Given data below:

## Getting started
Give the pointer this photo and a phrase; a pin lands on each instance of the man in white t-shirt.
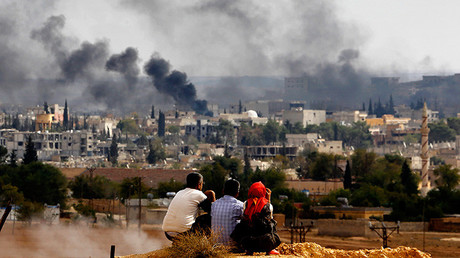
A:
(183, 209)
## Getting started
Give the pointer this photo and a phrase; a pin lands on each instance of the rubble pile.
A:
(314, 250)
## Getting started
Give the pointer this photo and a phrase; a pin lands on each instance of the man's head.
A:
(232, 187)
(195, 181)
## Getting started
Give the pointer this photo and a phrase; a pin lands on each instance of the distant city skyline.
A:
(54, 49)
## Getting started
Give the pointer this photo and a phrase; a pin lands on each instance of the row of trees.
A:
(30, 184)
(389, 182)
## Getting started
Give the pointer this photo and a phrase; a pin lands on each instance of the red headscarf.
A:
(256, 200)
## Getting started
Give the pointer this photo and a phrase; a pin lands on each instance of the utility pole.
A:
(140, 206)
(385, 235)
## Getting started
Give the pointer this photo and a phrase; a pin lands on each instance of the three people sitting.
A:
(247, 226)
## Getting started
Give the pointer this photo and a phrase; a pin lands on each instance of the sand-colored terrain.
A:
(86, 241)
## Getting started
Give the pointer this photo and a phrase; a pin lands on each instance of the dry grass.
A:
(191, 245)
(314, 250)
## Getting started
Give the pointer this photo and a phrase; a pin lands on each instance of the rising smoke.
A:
(83, 73)
(204, 38)
(174, 84)
(126, 64)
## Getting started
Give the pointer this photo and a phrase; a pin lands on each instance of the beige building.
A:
(304, 116)
(347, 117)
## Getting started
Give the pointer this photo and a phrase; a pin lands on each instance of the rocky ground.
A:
(87, 241)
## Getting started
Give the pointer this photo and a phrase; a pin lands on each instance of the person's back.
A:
(183, 210)
(226, 212)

End of Given data.

Problem details: Give back the material above word for word; no picture belongs in it.

Expected output:
## Getting started
Give the pointer this photo and a phrase; a pin lands on each instance of the man in white t-shirt.
A:
(183, 209)
## Getting started
Give the pointer this photo and a phrase; a pin lands on each instance of the rubble pile.
A:
(314, 250)
## Getting started
Give the pointer this photo and a phrase; a pin lands on each instance of the man's head.
A:
(232, 187)
(195, 181)
## Getting started
Give the pointer this photo and a phrase; a pin lands on each instance of the distant city skyline.
A:
(54, 49)
## Getting started
Give the pointer this photo and a phrase; a pin lands on each instance of the row of trees.
A:
(30, 184)
(389, 182)
## Getting started
Give the pointer this photo and a phrase; a pin lands on each instance of the red headscarf.
A:
(256, 200)
## Getting started
Give the pointer this photo and a phrase; a pin lands on each instance of the utility pole.
A:
(140, 206)
(385, 235)
## Getting started
Give the pointer this photo and a phrase; a pin lands on each instance of the three people sitting.
A:
(247, 226)
## Getting started
Give the pointer this photo and a phrase; a pin lands on each instance of the sand-colored terrain.
A:
(86, 241)
## Getting started
Give the pointer this photo and a phrase; a pin lands on each instance of the dry grass.
A:
(191, 245)
(314, 250)
## Getting started
Give the pointer this photo and a phrase; a pin lands on each instance of the rising smoke.
A:
(83, 73)
(204, 38)
(174, 84)
(126, 64)
## Getting started
Give the pointer this photo and a phrase; a pin lands on each instance of the beige building.
A:
(304, 116)
(347, 117)
## Getting started
Give the pointer this photo and a phrase; a pin lands on each instance of the rocky ground.
A:
(87, 241)
## Getting started
Give the pointer this photo and a phrase; a pin lands on each instance of the person's back.
A:
(183, 210)
(226, 212)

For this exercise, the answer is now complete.